Challenge:
Copy the party blog post from "Even though I" through "stick to flirting.", swapping out "shower" for "bath".

Document passage:
----

That's right, MEAT! Not a cookie. In case you don't remember, I'm a vegetarian, so stuff like that is a big deal to me. I just hope I didn't offend Geoff when I tossed the greasy little entree back into the pan. Close call!

To spice things up a bit, I brought the music video reels from my Halloween Party and the kids really liked it! As I always say, "A party just isn't a party 'til Britney's on the screen." The highlight of the party was going down to the basement to go through the vault of old, dusty, "vintage" board games like The Newlywed Game (from 1967), Scrabble, and even, *cough* The War between the States. All in all, pretty good party full of good, clean fun.

Okay, after that I scurried on over to Janelle's house party so I could "slut it up," as usual. I walked through the door and Jamal said, "You just missed the tickle orgy!" God, I miss this. So, I made my entrance downstairs and got my hoots and my hollers, which I really appreciate. Let's see, Shannon, Autumn, Jamie, EJ, Mil-ton, Smitty, and Dennis were among the guests. Under my Blue-2-White Shirt I wore a little fishnet shirt that was riding up the entire night. And I'm happy to report that my belly button was the life of the party. Hahahahaha--HOT! Glad I shaved.


Rumble Roses

Over there, we watched the Invader Zim XMAS Special on DVD ("Hail Santa!") and played the most hilarious, over-the-top game I've seen in awhile, Rumble Roses. It's an all-female wrestling game featuring every male (and female) fantasy as fighters. Even those of you who like android lovin' will find something in this game. It was embarrassing to watch the entrances. In one of 'em, this girl is walking to the ring and out of nowhere, a stripper pole appears and she twirls around for minutes (in SLOW MOTION!). Hilarious!

Later the subject of Todd just happened to come up (no idea how) but for once, I actually could put a face with the name. John had brought him to the Honor Society cult meeting, and he was NOT (at all) what I had anticipated. Oh well. And although EJ put on his brave face while discussing it, I know he was hurting inside. You could just hear it in his voice (he was always fond of that John character). Personally, I'm clueless as to why he'd cling to someone who treated him like a subhuman for YEARS. I just hope he'll have better luck with his new beau.

Even though I could only stick around for an hour, it was a very good party. Good stuff. And since it's getting late, I'll end it here and pick up again whenever. What did I learn on Thursday? I learned that I can still blend in with different social settings without having to change my behavior. I changed my clothes! But that's just because I didn't want to draw TOO much attention to myself there. Oh yeah, and I've still got it! Why AM I still single?! Arrgh! I ask myself that every time I get out of the shower and check myself out in the mirror, and it's always the same answer: Because you want to be. That is true, I always seem to have a lot less fun when I'm dating a girl. For now, I'll stick to flirting.

----

Stored data:
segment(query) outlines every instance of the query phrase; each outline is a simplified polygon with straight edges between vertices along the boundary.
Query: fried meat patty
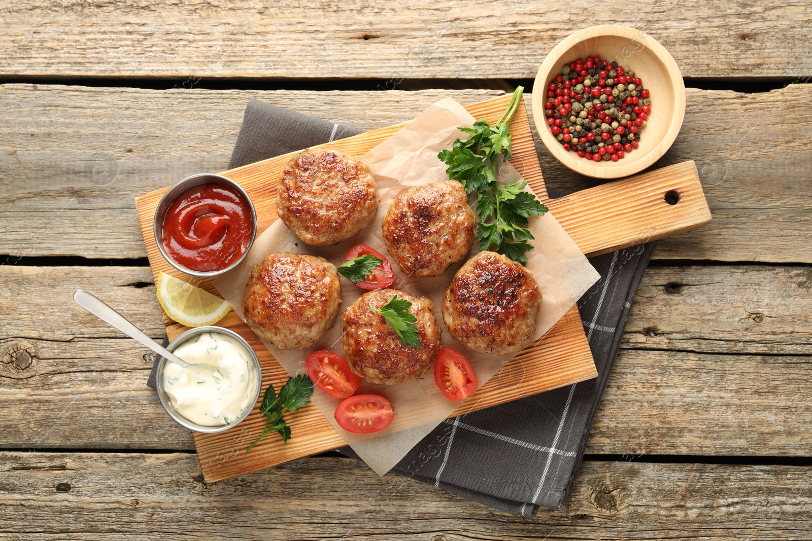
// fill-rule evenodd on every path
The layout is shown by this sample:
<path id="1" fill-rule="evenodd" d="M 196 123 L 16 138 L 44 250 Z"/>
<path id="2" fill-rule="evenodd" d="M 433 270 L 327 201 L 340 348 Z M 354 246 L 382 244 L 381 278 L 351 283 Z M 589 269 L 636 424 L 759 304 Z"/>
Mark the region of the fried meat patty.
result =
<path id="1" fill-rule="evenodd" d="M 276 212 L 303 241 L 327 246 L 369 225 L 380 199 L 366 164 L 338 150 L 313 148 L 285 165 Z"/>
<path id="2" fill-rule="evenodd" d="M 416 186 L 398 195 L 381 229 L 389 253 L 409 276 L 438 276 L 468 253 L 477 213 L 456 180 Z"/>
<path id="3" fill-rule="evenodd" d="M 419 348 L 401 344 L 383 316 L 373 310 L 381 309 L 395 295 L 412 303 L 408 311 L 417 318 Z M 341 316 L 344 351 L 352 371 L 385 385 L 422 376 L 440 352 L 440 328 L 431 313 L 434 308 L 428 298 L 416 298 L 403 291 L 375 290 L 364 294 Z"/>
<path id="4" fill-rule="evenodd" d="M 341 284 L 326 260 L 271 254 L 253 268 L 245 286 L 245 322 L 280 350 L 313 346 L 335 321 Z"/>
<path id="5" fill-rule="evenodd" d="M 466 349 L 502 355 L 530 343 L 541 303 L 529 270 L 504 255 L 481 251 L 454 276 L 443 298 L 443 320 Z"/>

----

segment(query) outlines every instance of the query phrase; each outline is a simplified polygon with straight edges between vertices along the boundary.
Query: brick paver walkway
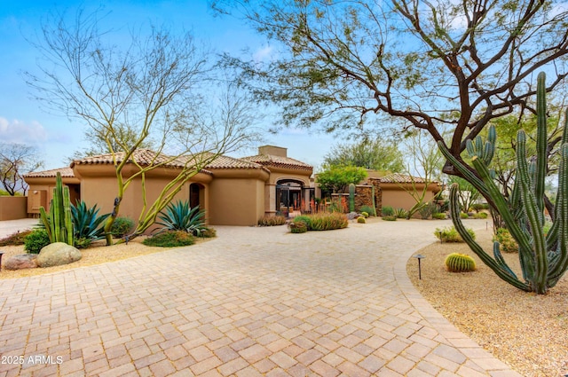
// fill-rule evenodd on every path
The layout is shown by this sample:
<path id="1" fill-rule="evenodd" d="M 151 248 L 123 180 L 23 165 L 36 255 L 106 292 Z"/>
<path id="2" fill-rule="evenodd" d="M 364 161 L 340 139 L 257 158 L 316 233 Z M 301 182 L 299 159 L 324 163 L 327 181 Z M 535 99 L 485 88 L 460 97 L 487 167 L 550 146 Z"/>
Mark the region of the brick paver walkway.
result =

----

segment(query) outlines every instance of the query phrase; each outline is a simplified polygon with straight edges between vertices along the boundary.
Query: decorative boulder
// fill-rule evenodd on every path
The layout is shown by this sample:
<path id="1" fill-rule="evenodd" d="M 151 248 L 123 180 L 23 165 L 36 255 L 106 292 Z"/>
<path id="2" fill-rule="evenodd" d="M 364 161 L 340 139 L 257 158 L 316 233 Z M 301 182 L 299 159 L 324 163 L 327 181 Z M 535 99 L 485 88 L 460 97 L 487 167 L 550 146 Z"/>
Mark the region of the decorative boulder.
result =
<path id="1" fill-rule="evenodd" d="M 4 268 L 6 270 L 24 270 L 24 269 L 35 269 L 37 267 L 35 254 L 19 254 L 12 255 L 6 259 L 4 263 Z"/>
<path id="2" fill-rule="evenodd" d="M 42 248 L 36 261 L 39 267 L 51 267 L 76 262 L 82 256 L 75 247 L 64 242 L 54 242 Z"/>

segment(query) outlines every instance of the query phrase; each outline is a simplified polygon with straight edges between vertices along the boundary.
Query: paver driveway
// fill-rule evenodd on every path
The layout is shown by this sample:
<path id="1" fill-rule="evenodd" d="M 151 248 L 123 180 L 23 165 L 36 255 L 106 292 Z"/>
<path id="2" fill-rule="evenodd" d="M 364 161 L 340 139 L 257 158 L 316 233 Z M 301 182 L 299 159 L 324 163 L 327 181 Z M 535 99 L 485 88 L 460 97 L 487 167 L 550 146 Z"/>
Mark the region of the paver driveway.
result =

----

Solved problem:
Even though I could only stick around for an hour, it was a very good party. Good stuff. And since it's getting late, I'll end it here and pick up again whenever. What did I learn on Thursday? I learned that I can still blend in with different social settings without having to change my behavior. I changed my clothes! But that's just because I didn't want to draw TOO much attention to myself there. Oh yeah, and I've still got it! Why AM I still single?! Arrgh! I ask myself that every time I get out of the bath and check myself out in the mirror, and it's always the same answer: Because you want to be. That is true, I always seem to have a lot less fun when I'm dating a girl. For now, I'll stick to flirting.